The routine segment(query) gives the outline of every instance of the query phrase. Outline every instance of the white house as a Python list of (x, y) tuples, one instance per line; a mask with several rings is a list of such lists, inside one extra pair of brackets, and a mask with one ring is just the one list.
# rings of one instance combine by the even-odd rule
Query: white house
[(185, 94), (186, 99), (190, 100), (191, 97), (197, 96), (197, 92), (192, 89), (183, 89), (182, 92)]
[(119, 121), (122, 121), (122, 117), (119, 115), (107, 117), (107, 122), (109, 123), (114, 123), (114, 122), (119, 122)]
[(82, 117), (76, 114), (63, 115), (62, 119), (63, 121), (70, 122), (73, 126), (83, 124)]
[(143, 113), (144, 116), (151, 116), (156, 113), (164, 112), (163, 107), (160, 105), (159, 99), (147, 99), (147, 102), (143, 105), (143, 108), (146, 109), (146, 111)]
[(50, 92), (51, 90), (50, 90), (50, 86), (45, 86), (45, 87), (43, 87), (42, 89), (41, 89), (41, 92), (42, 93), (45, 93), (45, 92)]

▬▬▬▬▬▬

_Your goal_
For each line in the records that contains the word "rings", make a copy.

_Response to the task_
The routine segment(query) gives the outline of every instance of the query phrase. Outline every instance of the white house as a Python list of (x, y) tuples, one instance per line; a mask with several rings is a list of such lists, inside one extra pair of brackets, and a mask with one ring is just the one list.
# rings of one instance combine by the even-odd rule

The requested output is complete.